*TASK INSTRUCTIONS:* Can you show every line of the items below that contains the string "manhole", copied in full? The match is case-sensitive.
►
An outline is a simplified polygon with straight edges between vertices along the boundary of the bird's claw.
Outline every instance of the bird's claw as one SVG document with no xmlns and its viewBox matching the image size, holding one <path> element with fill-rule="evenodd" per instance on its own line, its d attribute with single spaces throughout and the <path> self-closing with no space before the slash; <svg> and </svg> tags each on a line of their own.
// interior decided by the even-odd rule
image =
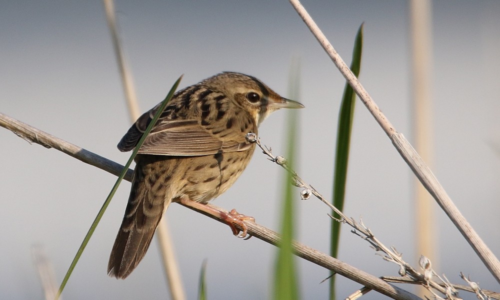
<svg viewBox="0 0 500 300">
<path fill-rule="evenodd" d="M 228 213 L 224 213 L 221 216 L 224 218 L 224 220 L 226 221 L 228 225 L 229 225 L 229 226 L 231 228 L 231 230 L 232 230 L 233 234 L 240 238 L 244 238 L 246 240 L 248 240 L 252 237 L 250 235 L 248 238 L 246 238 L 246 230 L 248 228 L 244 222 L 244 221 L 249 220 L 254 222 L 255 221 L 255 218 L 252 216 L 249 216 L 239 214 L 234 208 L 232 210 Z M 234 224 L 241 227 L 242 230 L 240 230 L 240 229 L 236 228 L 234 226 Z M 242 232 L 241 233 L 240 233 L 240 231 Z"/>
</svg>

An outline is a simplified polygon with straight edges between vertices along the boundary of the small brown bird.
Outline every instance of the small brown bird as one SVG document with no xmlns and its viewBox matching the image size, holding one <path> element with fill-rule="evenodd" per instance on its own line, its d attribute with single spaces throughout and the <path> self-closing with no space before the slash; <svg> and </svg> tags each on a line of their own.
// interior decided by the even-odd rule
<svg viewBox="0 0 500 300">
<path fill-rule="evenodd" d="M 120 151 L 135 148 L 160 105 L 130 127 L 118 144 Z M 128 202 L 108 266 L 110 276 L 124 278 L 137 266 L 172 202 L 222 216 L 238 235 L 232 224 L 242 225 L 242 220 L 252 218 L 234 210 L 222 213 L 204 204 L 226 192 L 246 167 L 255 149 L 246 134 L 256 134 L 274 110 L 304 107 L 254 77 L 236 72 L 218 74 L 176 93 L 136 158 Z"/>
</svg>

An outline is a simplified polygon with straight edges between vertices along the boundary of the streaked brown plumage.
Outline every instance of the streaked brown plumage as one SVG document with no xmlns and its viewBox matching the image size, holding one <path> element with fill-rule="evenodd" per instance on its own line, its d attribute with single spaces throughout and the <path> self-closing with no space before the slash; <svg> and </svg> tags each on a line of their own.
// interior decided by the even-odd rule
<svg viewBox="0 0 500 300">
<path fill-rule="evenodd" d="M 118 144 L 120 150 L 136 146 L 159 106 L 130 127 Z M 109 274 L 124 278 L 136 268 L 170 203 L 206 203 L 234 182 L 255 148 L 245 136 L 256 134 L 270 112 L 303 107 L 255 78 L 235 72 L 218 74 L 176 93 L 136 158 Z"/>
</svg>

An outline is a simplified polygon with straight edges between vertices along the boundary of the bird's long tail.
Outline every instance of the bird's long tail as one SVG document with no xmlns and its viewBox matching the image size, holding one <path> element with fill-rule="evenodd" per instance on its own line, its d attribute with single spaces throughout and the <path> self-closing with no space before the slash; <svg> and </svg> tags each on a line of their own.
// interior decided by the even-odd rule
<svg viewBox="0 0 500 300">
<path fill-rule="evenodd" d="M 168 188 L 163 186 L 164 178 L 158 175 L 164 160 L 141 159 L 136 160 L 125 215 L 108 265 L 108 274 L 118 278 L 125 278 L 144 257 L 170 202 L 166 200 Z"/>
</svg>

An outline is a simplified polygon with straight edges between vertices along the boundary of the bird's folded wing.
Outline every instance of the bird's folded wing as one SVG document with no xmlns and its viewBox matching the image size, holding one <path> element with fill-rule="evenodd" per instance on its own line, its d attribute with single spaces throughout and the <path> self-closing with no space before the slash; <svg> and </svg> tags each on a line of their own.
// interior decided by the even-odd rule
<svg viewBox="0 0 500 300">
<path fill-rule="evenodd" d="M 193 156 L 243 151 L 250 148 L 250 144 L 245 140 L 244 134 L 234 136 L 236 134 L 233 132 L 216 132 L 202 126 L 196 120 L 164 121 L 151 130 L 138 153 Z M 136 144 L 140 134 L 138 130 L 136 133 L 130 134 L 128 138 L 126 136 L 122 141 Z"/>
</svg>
◄
►
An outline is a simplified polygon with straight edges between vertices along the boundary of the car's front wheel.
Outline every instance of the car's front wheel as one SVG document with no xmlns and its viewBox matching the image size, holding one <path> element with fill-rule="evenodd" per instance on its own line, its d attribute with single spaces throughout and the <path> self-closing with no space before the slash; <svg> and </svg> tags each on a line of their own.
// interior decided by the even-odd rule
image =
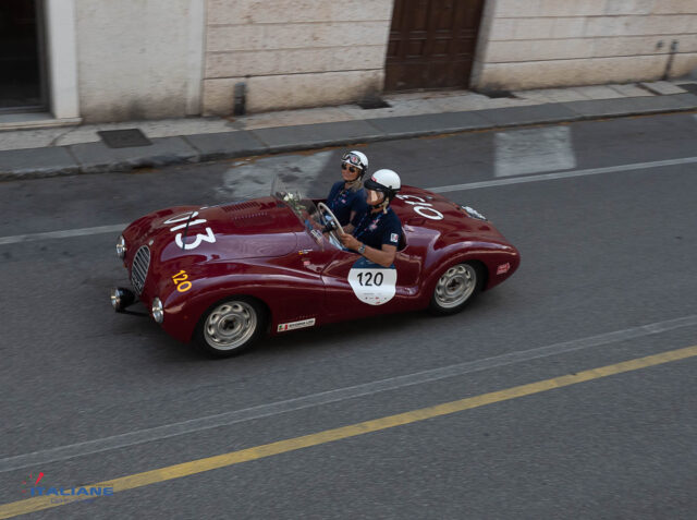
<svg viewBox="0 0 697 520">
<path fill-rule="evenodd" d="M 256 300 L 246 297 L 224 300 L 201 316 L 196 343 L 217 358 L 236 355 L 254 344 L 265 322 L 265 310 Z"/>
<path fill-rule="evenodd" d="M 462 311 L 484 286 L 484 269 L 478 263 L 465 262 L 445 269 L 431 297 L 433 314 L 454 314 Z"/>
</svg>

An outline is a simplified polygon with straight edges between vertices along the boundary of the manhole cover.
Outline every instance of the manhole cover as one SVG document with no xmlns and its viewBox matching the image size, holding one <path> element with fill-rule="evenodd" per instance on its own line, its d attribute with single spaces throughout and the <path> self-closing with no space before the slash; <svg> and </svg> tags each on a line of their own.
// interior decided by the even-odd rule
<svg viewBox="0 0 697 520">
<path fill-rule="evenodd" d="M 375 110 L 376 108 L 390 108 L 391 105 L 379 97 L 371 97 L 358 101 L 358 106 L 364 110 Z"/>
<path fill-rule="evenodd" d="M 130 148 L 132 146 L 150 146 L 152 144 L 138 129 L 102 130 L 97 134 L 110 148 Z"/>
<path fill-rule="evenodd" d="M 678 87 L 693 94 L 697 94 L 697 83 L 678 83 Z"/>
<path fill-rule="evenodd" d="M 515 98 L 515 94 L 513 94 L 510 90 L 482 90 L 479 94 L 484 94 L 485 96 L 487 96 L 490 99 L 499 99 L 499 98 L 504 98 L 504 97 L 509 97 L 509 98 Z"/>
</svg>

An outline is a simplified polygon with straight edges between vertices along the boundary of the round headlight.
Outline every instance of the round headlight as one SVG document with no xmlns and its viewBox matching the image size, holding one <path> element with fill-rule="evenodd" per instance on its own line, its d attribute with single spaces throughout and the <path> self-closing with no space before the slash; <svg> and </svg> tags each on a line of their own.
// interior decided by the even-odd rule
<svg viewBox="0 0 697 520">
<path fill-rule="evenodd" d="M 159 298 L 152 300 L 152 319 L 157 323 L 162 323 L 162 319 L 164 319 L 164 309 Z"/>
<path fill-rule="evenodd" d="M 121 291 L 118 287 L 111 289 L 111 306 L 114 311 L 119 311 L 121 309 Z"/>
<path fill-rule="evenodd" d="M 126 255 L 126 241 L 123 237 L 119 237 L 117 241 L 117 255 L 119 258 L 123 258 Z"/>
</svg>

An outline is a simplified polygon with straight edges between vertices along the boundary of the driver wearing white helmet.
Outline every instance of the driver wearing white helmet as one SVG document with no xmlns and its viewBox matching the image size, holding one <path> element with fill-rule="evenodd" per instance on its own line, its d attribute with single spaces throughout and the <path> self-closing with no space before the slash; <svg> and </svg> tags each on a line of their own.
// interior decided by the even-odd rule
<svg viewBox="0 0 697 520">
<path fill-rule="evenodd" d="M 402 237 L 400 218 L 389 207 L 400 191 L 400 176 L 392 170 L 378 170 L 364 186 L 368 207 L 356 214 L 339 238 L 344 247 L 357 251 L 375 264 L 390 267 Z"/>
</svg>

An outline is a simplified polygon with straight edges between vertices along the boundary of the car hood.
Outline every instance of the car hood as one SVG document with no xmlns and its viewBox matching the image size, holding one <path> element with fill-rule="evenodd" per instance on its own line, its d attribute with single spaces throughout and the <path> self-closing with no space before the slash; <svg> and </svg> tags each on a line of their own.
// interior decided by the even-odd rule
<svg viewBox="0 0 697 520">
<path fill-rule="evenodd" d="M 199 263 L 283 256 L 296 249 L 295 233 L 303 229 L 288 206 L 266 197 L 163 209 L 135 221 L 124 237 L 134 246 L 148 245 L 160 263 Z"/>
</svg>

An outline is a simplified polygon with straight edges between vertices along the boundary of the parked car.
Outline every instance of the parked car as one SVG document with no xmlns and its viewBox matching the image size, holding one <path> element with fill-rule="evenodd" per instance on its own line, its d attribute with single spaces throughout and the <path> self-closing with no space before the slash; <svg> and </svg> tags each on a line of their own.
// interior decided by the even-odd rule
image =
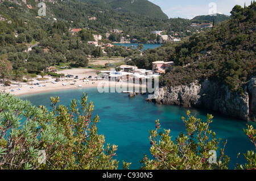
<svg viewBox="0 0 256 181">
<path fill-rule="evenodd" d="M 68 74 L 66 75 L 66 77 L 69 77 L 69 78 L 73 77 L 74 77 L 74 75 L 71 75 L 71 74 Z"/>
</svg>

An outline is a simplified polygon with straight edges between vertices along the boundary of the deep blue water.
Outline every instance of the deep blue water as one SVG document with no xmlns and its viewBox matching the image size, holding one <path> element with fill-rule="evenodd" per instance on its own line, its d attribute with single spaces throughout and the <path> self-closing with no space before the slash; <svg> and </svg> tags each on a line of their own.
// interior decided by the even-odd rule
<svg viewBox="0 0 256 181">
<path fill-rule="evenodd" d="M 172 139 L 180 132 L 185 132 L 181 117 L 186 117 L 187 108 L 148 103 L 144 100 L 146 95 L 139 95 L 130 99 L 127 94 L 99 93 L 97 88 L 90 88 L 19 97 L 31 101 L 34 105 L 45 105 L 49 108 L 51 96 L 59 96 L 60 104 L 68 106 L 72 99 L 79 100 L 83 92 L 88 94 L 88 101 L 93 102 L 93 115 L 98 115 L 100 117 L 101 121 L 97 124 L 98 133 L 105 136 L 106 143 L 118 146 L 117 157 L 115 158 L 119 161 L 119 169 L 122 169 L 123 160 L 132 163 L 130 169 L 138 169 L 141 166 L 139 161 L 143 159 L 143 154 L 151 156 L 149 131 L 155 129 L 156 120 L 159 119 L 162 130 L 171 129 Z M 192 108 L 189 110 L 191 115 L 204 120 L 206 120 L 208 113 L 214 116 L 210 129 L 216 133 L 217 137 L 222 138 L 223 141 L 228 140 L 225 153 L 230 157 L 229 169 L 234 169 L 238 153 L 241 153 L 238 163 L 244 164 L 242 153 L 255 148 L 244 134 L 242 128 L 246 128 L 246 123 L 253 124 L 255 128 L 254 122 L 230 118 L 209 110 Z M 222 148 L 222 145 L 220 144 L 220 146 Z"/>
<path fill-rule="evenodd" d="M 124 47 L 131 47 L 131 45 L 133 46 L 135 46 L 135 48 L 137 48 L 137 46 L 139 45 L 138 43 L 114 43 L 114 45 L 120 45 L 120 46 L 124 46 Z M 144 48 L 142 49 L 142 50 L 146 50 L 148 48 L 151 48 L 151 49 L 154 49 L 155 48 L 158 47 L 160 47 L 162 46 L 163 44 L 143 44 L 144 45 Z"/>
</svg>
◄
*TASK ANSWER:*
An outline is a simplified polygon with straight edges between vertices along the boundary of the manhole cover.
Outline every instance of the manhole cover as one SVG document with no xmlns and its viewBox matching the image size, holding one <path> element with fill-rule="evenodd" per instance on its own line, its d attribute with single spaces throughout and the <path> self-closing with no space before the slash; <svg> and </svg> tags each on a line of their own.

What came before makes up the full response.